◆ PROBLEMS TO SOLVE ◆
1. Update the concert review by writing out everything from "Going through the" down to "for the Empire.", with "drumbeat" changed to "rhythm".
2. According to the concert review, where and in what year was The Last Poets formed?

◆ DOCUMENT TEXT ◆
++++++++++++++++++++

- Category: Arts
- Written by Eloi Minka
"When the moment hatches in time''s womb there will be no art talk. The only poem you will hear will be the spear point pivoted in the punctured marrow of the villain. Therefore we are the last poets of the world." - Willie Kgositsile
Their name is taken from the words of South African writer Willie Kgositsile: The Last Poets, carrying the word like a flashlight. Their work is uncompromising and direct, sometimes overly so but always positive.
The crowd was ready for them at Harbourfront yesterday afternoon, having enjoyed the work of Philadelphia songstress Liz Fields earlier in the day. So when Babatunde’s drum opened the festivities and Umar Bin Hassan, in his usually humourous tone shouted:
“Niggas is scared of revolution !” The applause could not be contained.
The Last Poets was formed in Harlem, NY in 1968. Abiodun Oyewole, David Nelson and Gylan Kain were the original members of the group which later evolved to include Umar Bin Hassan, Felipe Luciano, Jalal Nurridin and Suliaman El Hadi.
Their first albums were released in 1970 and 1971. They included the poems they are most known for: "This is Madness," "When the Revolution Comes," "Gashman" and “Niggers are scared of Revolution” which takes on the slackers and the empty words of many in our communities, the fake revolutionaries who are only too ready to “change their hair from black to red to blond and hope like hell their looks will change.” Or to “kill others just because one didn''t receive the correct change.” Powerful words, especially in light of the three murders that once again tainted the otherwise peaceful celebrations of Caribana and the Irie Music festival this week-end.
The afternoon’s performance was punctuated by the poem “America is a terrorist” which Oyewole joked he might as well perform here because he would be arrested for doing so elsewhere.
Going through the list of his country''s crimes, he spoke of the destruction of the Florida town of Rosewood, the burning of Black churches in Alabama in the 1960s, the infiltration and eventual extermination of the Black Panther party and the modern day wars on abstract nouns. “Where were you Condelezza?” Oyewole asked as Babatunde’s drumbeat caressed the words and Bin Hassan mumbled “Terrorist! Terrorist!” in the background. In the crowd many fists were raised and laughter ensued as many grasped the irony of the statement; Condelezza Rice, born in the Alabama of the 1950s, now a peddler of ideology for the Empire.

++++++++++++++++++++

Shape annotation entries:
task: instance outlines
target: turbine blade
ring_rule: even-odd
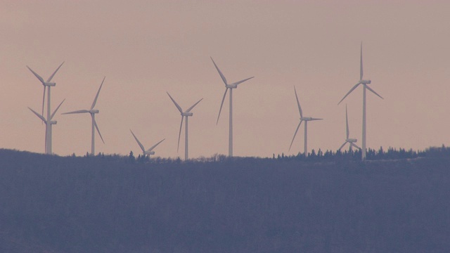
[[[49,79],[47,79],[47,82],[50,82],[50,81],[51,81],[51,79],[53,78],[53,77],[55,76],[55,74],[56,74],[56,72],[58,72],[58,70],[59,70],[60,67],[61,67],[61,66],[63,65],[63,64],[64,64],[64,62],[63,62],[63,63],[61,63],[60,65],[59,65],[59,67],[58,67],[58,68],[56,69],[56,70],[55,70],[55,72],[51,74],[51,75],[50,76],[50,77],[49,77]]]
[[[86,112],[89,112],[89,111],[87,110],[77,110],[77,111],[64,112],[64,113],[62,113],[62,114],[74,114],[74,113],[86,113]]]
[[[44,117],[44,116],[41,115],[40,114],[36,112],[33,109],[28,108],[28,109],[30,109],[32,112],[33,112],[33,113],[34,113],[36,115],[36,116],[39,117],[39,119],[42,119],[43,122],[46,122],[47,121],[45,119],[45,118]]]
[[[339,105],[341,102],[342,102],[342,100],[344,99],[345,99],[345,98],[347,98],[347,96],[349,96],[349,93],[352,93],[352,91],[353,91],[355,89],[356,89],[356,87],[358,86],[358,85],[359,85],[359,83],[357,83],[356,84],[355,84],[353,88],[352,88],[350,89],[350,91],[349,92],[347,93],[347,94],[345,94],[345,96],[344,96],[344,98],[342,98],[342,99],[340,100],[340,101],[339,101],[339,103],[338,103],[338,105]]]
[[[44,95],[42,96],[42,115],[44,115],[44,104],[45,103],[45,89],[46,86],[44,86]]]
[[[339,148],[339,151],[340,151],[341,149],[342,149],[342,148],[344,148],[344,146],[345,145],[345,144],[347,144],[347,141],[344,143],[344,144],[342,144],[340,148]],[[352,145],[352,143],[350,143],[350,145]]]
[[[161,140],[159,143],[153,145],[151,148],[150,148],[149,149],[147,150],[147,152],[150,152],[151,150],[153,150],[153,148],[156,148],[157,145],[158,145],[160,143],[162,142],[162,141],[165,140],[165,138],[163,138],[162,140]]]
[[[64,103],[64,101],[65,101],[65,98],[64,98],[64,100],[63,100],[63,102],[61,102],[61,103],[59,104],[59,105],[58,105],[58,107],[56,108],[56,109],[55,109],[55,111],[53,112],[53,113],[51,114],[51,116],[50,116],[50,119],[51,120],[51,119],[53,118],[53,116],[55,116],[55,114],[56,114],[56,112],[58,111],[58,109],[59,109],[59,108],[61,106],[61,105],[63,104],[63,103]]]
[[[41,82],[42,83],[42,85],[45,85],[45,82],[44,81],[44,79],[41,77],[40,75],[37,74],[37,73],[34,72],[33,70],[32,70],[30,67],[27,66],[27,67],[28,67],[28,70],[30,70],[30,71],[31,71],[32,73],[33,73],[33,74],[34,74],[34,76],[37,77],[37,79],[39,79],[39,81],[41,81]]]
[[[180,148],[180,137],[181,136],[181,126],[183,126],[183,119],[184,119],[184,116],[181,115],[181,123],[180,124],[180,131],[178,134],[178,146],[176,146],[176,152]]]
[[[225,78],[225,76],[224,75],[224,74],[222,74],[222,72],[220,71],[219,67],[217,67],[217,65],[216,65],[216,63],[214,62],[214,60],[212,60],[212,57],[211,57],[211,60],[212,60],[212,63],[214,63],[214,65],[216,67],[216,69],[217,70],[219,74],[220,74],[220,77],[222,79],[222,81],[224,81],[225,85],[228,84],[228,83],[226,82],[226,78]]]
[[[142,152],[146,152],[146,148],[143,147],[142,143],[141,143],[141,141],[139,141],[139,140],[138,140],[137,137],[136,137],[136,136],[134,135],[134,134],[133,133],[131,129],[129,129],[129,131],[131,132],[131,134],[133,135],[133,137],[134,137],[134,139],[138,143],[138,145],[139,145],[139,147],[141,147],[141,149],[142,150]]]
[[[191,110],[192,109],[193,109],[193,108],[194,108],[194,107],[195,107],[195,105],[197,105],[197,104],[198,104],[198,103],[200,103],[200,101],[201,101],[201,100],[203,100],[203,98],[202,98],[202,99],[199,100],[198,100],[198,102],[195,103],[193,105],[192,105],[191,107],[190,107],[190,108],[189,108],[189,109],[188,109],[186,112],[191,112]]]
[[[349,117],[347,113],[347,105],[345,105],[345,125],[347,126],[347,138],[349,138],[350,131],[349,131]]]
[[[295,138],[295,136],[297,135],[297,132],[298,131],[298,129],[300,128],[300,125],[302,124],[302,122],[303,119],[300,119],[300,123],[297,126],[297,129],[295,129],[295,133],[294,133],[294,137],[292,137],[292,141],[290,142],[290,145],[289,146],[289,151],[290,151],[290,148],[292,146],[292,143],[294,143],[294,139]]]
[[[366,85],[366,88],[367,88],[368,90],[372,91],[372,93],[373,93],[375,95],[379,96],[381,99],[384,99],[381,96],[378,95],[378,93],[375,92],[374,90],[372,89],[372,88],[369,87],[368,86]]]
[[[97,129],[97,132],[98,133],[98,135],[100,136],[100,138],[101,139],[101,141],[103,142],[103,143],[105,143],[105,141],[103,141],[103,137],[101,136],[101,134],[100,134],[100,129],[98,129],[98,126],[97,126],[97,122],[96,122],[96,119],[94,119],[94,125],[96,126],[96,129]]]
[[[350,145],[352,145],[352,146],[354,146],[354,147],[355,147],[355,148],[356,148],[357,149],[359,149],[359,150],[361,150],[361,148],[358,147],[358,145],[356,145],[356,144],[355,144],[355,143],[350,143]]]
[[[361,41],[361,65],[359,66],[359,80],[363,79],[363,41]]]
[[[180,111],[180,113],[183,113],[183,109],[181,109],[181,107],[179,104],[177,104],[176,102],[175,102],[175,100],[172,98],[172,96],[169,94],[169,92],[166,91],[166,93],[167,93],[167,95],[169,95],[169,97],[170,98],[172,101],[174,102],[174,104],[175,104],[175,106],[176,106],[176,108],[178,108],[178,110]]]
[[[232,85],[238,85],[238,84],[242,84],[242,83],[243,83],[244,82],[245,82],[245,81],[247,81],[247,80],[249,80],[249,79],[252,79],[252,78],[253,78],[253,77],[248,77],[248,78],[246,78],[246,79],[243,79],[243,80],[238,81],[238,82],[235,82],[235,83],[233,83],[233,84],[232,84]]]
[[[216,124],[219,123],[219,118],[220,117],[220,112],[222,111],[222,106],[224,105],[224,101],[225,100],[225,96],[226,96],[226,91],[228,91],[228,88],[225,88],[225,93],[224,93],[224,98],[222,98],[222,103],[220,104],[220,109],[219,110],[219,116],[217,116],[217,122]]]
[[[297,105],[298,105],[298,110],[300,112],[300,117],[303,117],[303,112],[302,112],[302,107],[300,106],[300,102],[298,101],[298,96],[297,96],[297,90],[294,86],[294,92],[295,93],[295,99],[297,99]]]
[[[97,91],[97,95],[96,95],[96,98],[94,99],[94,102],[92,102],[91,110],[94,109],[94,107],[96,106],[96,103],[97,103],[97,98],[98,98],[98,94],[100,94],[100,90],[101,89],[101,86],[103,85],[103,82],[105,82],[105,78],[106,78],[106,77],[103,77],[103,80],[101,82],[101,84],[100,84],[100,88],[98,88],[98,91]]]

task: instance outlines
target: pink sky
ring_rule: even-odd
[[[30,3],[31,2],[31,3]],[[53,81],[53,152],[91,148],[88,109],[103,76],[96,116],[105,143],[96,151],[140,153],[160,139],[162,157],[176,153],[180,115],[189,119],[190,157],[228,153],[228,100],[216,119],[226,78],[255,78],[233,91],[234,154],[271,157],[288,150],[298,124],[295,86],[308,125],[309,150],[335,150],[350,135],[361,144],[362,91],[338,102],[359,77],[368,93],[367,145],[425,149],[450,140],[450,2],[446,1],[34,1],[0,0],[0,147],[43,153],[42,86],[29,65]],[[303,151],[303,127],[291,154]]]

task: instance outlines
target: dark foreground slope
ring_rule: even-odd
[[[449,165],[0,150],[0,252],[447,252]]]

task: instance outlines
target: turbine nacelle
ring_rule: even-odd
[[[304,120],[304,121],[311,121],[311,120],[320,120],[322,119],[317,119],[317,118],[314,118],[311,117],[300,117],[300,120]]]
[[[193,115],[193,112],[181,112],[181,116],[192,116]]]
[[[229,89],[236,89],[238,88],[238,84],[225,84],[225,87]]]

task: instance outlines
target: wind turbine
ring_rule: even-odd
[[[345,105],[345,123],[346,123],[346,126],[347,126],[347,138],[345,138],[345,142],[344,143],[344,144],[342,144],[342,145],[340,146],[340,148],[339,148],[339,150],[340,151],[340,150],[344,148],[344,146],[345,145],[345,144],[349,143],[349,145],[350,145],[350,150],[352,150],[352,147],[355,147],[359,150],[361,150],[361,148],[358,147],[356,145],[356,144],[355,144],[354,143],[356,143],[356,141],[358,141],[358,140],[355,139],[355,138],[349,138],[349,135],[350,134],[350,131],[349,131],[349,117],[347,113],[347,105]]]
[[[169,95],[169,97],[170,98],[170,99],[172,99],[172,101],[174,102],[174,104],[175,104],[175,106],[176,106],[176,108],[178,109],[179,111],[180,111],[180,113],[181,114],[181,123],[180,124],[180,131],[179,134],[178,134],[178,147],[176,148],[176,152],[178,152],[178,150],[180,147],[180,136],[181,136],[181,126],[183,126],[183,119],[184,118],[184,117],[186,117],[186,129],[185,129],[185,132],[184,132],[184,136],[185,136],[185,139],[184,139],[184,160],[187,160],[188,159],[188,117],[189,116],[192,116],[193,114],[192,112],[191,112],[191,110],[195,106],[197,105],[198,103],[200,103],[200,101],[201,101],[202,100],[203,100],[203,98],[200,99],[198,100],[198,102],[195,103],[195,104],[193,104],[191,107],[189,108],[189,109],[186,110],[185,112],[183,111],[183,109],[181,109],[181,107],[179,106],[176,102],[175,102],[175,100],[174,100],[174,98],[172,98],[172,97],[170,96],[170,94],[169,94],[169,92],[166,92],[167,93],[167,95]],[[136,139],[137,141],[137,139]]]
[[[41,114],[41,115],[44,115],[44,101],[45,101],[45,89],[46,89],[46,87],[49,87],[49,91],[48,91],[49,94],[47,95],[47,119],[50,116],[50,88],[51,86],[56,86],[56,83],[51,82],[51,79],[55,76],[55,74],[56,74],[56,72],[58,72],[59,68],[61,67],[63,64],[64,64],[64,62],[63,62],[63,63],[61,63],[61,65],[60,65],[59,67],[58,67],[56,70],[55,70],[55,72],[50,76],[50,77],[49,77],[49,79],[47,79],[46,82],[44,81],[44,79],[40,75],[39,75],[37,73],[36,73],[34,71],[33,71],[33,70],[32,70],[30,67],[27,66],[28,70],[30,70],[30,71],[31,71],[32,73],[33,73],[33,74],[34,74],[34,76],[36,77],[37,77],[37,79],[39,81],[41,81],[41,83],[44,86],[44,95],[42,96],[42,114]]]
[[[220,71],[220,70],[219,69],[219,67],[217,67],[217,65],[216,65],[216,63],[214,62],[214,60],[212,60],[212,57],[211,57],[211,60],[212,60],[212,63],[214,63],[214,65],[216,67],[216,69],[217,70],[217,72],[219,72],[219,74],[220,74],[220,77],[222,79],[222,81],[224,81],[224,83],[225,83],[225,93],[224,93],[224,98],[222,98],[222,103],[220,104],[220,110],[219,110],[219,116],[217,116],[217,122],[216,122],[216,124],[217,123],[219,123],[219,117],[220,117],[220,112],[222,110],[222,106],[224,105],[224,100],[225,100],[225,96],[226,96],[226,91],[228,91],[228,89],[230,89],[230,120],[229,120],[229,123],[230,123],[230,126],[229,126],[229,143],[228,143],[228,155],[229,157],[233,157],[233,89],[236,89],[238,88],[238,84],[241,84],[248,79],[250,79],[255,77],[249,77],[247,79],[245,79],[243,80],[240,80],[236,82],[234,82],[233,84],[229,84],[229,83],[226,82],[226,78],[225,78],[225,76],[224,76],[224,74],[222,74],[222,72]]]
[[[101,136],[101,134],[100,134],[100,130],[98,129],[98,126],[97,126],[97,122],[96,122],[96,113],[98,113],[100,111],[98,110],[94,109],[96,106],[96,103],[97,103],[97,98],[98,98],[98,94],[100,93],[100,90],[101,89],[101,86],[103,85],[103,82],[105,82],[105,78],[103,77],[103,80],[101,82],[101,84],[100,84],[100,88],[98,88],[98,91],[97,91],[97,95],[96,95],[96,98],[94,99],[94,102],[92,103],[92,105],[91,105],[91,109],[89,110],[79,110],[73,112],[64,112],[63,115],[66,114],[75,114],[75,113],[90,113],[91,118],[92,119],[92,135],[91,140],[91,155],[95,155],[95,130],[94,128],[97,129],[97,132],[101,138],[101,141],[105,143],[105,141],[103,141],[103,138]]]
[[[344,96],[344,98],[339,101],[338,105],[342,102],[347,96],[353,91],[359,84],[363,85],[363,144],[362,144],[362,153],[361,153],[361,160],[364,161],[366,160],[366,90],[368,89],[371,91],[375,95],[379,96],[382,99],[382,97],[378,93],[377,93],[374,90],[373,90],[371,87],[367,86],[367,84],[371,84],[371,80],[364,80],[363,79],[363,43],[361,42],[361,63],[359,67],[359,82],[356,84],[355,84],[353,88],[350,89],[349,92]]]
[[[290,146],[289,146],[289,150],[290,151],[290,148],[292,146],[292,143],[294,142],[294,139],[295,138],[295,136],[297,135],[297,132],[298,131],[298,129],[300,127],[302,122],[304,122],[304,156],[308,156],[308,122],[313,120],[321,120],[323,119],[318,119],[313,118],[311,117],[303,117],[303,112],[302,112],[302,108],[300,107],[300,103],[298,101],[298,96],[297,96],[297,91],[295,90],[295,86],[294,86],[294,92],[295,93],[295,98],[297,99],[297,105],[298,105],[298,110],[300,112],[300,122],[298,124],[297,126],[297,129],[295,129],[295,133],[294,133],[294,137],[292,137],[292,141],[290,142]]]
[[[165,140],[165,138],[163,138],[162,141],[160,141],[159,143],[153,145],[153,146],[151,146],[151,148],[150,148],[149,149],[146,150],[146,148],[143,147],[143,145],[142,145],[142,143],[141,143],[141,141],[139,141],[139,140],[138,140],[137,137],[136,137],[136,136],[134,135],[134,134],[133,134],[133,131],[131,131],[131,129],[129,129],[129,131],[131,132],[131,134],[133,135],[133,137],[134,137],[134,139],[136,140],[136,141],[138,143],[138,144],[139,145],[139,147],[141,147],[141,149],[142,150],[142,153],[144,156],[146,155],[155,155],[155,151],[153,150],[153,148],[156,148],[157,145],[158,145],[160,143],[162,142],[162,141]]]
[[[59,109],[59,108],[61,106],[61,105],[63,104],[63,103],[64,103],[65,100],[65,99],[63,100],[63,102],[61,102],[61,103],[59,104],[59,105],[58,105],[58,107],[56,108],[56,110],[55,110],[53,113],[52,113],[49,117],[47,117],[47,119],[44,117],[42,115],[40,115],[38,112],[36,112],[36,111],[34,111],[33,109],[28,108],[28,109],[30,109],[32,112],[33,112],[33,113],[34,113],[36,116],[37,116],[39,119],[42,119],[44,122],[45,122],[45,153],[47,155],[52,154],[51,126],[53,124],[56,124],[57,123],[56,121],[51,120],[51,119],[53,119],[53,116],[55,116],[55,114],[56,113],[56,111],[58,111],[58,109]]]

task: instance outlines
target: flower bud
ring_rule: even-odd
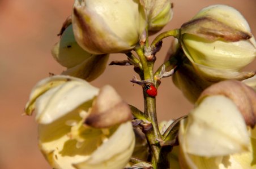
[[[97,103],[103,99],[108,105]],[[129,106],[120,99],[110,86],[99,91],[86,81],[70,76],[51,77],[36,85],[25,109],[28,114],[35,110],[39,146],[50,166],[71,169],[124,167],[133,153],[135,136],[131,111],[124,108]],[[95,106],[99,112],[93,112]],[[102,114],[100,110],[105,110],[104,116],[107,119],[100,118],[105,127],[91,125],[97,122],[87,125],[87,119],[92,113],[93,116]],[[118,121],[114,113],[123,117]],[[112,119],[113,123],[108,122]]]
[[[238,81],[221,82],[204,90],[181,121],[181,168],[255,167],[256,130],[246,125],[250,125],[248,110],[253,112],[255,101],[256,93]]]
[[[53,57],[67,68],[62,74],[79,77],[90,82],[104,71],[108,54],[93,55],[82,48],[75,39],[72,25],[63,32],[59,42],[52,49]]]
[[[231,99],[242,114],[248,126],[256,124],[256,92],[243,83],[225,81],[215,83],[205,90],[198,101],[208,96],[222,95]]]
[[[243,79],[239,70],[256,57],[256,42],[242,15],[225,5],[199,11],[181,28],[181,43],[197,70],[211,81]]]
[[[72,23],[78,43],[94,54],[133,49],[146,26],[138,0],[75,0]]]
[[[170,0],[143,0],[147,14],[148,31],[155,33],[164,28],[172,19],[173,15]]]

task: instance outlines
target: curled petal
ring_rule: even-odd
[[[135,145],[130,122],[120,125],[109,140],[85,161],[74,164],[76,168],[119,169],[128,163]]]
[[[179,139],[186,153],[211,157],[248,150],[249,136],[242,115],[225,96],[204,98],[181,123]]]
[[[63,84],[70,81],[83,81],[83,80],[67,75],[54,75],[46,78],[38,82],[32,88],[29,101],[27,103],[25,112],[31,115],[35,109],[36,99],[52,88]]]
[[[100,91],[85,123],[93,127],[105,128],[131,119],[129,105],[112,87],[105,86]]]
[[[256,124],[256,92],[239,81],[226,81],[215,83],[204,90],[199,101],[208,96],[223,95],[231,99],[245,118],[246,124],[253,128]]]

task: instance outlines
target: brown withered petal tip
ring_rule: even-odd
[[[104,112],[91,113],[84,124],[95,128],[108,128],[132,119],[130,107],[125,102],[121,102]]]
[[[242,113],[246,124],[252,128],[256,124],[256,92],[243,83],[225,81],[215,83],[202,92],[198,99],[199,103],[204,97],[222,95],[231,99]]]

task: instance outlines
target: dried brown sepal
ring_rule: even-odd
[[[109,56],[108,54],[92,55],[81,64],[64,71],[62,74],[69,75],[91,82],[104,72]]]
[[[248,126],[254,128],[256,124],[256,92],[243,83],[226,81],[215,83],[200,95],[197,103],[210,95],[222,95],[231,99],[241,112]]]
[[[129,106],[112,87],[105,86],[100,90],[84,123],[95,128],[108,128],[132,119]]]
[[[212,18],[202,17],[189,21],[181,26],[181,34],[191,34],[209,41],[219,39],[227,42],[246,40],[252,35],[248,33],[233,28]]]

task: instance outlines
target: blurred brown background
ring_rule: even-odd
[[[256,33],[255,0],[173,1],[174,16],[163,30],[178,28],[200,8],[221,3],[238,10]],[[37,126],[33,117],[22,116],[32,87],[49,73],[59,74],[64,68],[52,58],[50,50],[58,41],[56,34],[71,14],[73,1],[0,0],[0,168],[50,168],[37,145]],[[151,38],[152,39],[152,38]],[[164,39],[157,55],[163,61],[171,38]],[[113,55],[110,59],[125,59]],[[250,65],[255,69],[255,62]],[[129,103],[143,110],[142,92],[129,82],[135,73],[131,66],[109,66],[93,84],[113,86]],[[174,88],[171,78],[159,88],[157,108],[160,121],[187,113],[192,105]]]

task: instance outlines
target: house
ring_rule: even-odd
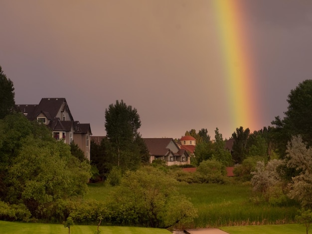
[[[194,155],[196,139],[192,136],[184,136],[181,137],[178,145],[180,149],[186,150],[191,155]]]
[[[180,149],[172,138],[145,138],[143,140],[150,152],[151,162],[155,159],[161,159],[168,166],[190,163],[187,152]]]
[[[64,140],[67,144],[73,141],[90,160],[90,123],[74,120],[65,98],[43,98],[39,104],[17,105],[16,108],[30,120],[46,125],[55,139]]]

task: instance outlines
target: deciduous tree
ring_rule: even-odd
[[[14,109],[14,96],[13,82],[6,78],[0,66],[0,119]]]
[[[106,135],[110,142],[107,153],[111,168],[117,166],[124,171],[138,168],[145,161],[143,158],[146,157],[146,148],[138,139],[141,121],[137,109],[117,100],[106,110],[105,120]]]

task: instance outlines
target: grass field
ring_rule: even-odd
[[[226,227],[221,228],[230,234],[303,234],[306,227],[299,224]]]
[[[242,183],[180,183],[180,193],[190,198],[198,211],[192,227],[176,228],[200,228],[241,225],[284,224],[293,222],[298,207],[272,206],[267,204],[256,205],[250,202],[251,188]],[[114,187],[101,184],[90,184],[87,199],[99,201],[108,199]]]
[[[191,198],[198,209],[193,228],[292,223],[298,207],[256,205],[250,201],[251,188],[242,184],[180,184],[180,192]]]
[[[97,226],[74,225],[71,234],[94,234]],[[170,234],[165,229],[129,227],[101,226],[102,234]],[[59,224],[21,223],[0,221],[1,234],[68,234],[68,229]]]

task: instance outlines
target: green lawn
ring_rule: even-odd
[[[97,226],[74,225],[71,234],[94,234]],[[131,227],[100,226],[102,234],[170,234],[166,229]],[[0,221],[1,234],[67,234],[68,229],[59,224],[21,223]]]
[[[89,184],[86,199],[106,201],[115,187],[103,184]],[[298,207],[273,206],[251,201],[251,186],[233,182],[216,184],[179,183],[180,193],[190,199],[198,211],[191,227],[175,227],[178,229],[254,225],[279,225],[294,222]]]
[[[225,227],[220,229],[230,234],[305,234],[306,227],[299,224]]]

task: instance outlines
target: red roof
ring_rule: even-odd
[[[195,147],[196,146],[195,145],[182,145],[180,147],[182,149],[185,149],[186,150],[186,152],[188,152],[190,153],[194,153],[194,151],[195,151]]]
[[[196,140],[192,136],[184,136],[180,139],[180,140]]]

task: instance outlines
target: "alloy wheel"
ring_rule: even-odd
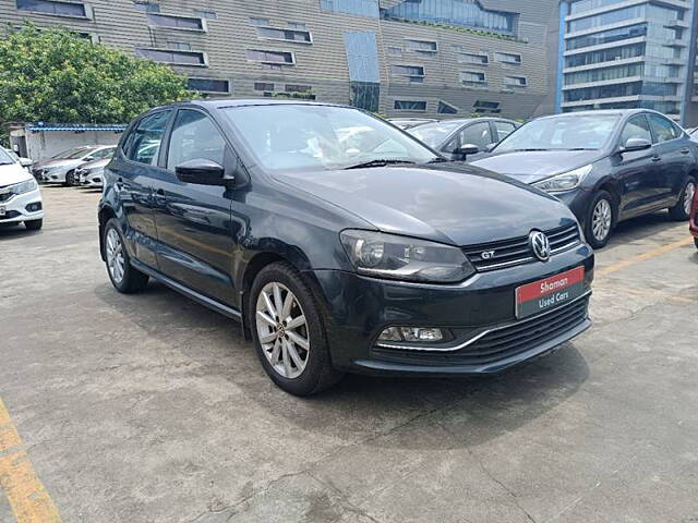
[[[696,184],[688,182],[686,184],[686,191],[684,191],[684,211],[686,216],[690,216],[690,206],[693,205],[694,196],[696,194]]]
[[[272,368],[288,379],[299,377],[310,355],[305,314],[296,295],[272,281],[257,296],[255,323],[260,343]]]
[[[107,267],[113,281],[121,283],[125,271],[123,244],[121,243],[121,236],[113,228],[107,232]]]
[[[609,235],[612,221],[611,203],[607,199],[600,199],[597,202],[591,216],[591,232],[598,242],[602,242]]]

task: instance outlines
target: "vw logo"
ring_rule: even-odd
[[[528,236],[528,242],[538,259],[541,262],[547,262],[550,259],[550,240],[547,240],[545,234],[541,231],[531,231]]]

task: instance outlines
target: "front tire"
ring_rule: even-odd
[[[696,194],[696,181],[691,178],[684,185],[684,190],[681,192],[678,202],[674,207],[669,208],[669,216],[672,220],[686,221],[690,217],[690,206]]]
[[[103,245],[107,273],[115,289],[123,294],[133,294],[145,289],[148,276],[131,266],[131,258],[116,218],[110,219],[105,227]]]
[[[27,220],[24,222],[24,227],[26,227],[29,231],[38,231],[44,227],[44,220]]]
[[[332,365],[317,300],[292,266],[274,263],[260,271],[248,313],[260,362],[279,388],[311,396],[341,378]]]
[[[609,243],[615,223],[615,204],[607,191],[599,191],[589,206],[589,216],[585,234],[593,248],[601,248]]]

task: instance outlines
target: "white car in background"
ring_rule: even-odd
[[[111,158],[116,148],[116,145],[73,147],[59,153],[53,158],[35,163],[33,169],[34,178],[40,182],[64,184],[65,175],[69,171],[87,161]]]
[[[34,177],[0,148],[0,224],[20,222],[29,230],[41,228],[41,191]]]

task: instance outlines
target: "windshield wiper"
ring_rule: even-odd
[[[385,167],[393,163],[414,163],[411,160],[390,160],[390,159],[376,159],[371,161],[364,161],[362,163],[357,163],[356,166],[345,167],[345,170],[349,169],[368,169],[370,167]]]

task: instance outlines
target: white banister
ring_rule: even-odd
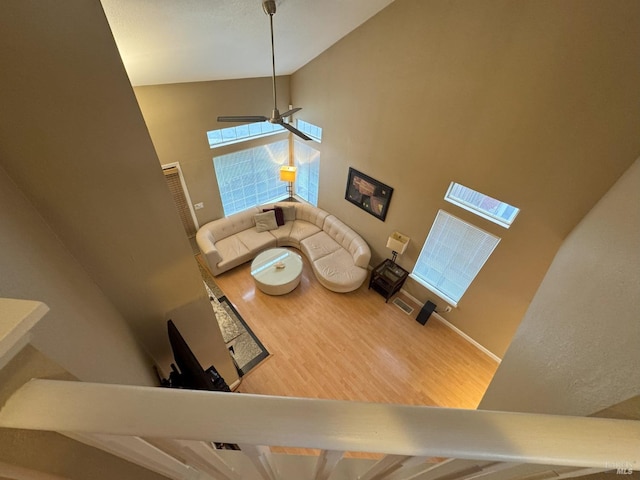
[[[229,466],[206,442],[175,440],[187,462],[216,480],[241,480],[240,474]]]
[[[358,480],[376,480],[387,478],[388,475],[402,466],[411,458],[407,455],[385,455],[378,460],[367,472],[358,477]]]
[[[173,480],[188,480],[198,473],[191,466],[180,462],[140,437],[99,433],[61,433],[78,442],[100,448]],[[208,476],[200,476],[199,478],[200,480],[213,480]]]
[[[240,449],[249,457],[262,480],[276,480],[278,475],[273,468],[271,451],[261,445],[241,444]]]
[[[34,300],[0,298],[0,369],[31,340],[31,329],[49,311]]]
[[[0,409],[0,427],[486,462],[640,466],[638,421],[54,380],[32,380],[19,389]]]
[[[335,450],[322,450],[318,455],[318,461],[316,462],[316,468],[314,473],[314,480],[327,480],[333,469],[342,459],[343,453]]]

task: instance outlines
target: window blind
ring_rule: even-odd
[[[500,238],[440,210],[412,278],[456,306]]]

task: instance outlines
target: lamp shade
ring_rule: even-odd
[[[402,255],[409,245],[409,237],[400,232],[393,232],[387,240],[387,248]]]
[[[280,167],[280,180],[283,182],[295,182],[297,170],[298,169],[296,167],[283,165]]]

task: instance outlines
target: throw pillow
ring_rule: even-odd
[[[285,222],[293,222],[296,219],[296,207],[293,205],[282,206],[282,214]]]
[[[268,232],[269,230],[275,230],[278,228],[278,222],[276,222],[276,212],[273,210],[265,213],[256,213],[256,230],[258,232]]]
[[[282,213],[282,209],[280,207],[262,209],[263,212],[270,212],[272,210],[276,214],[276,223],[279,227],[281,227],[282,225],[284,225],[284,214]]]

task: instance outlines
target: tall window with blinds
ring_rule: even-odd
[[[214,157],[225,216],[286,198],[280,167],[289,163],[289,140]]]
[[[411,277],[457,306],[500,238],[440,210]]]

++++++++++++++++++++

◆ SOLUTIONS TO EACH TASK ◆
1.
Going through the list of his country''s crimes, he spoke of the destruction of the Florida town of Rosewood, the burning of Black churches in Alabama in the 1960s, the infiltration and eventual extermination of the Black Panther party and the modern day wars on abstract nouns. “Where were you Condelezza?” Oyewole asked as Babatunde’s rhythm caressed the words and Bin Hassan mumbled “Terrorist! Terrorist!” in the background. In the crowd many fists were raised and laughter ensued as many grasped the irony of the statement; Condelezza Rice, born in the Alabama of the 1950s, now a peddler of ideology for the Empire.

2. In Harlem, NY, in 1968.